== TEXT SHOWN ==
I’m as much a celebrity news junky as the next guy, so I naturally glommed on to a recent Wall Street Journal article on “Celebrities Who Make Real Estate a Second Career.”
The article’s beginning was something less than auspicious, celebrity-wise.
First up: Rob VanWinkle.
Now, the only VanWinkle I’m even passingly familiar with is Rip VanWinkle, but I knew that old Rip was a) fictitious and b) would probably be dead by now. Sort of.
But the VanWinkle celebrity who’s now a real-estate developer in Florida is the rap star Vanilla Ice.
It almost goes without saying that, while doing my initial celebrity-of-yore information retrieval, I momentarily confused Vanilla Ice with Milli Vanilli. Then I remembered that there were two of Milli Vanilli, and that Vanilla Ice was the sort of bling bro who would development a home with:
…a swim-up bar lighted with fiber optics and a Jacuzzi that seats 25. (Source: WSJ Online)
The article upped the ante, celebrity-wise, with throwaway mentions that both Ellen DeGeneres and Diane Keaton had made a bit of coin flipping houses in Hollywood.
"People who are creative—they like to take something and make it what other people didn't see," says Kurt Rappaport, co-founder of Southern California-based Westside Estate Agency, who has represented Ms. DeGeneres and other celebrities.
And, of course, there’s the fact that some folks would pay a bit of a premium to have a home associated with a bona fide celeb. Not that we don’t have this on Beacon Hill. I recently took a fund-raising kitchen tour of neighborhood, well, kitchens, and in one there was a modest little sign indicating that Thomas Bailey Aldrich had once lived there.
Thomas Bailey Aldrich! Poet, novelist, Yankee. Now there’s the apotheosis of a Beacon Hill celebrity. I just wikipedia’d him, and found that his last words were "In spite of it all, I am going to sleep; put out the lights." Not clear whether those words were uttered on Beacon Hill or not. (And speaking of celebrities, let me mention that, while I was on the kitchen tour, I saw Secretary of State John Kerry, surrounded by Secret Service men, leaving his home – which was not on the kitchen tour, unfortunately – for a bike ride.)
Anyway, another minor celeb who’s in the RE biz is David Charvet, who played a lifeguard on “Baywatch,” and now develops high-end homes in Malibu (of all perfectly appropriate places).
I will admit to having watched “Baywatch” once or twice, but this was when the lifeguard of record was David Hasselhoff, a second-rate celebrity par excellence, that’s for sure. But I was not familiar at all with Charvet.
Mr. Charvet says his company is working on six homes. One of them, a 14,000-square-foot home with eight bedrooms and 10 bathrooms, has a theater, a dance studio, tennis court, basketball court, a recording studio, a pool and four fountains. The house started out as a spec home, but Mr. Charvet says his wife, TV personality Brooke Burke-Charvet, "fell kind of in love with it," so the family is planning to move in. Nonetheless Mr. Charvet said the home is available for $18 million to $20 million.
Brooke Burke-Charvet! Yet another celebrity who has somehow managed to escape my ardent attention. And there she was, all those years, dancing with the stars.
Well, “Dancing with the Stars” aside, she gets major celebri-props for having children named Heaven Rain, Sierra Sky, and Shaya Braven.

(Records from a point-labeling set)
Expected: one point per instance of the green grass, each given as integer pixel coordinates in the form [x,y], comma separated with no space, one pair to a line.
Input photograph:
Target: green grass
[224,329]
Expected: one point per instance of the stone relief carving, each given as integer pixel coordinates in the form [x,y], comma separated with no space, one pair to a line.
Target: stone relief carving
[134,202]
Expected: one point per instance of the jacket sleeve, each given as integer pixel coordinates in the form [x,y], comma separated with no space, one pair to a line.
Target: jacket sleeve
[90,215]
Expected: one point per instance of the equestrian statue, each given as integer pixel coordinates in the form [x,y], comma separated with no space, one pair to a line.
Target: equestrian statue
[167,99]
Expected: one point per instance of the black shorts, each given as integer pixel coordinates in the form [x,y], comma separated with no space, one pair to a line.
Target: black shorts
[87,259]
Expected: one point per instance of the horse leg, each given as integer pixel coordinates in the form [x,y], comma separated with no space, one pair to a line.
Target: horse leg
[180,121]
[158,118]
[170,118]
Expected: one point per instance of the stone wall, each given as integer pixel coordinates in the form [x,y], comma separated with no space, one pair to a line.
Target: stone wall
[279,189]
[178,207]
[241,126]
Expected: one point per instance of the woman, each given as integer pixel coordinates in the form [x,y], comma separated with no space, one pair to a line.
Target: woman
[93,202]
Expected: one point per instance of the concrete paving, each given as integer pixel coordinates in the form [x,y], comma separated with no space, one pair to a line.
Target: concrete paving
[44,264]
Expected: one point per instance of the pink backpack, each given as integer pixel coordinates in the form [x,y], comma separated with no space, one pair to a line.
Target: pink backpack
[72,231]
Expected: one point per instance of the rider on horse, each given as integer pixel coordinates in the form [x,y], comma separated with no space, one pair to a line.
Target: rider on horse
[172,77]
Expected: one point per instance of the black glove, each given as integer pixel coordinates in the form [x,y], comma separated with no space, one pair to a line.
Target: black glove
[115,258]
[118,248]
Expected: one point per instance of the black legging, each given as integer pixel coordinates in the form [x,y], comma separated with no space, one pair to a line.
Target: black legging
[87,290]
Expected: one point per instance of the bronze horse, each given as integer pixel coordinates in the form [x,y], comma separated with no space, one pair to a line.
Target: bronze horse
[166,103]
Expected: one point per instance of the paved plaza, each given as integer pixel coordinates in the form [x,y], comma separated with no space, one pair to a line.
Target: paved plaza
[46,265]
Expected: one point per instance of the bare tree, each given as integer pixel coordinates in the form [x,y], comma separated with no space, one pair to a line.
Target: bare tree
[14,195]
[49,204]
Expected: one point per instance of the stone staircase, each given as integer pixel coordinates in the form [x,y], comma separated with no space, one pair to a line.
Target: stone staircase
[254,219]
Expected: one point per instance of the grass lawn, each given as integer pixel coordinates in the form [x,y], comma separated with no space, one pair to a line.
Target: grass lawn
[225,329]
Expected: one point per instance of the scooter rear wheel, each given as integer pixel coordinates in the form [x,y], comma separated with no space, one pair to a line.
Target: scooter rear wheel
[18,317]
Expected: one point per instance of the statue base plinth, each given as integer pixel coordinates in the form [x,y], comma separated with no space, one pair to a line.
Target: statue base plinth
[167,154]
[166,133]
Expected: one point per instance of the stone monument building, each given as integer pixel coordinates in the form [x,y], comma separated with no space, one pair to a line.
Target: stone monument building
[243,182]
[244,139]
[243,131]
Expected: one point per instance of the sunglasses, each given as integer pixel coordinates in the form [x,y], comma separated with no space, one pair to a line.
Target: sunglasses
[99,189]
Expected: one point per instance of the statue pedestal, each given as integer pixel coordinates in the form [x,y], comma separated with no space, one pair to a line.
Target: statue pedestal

== EXERCISES ==
1. Decide whether each statement agrees with the text on celebrities in real estate, answering yes or no and quoting the deciding words: (a) Vanilla Ice works as a real-estate developer in Florida; (b) David Charvet's company is working on ten homes; (c) during the kitchen tour, the writer saw John Kerry leaving his home for a bike ride.
2. Return the passage of the text on celebrities in real estate, word for word, starting at "The article upped" and ending at "once lived there.".

== ANSWERS TO THE EXERCISE ==
1.
(a) Yes: "But the VanWinkle celebrity who’s now a real-estate developer in Florida is the rap star Vanilla Ice."
(b) No: "Mr. Charvet says his company is working on six homes."
(c) Yes: "while I was on the kitchen tour, I saw Secretary of State John Kerry, surrounded by Secret Service men, leaving his home – which was not on the kitchen tour, unfortunately – for a bike ride."

2.
The article upped the ante, celebrity-wise, with throwaway mentions that both Ellen DeGeneres and Diane Keaton had made a bit of coin flipping houses in Hollywood.
"People who are creative—they like to take something and make it what other people didn't see," says Kurt Rappaport, co-founder of Southern California-based Westside Estate Agency, who has represented Ms. DeGeneres and other celebrities.
And, of course, there’s the fact that some folks would pay a bit of a premium to have a home associated with a bona fide celeb. Not that we don’t have this on Beacon Hill. I recently took a fund-raising kitchen tour of neighborhood, well, kitchens, and in one there was a modest little sign indicating that Thomas Bailey Aldrich had once lived there.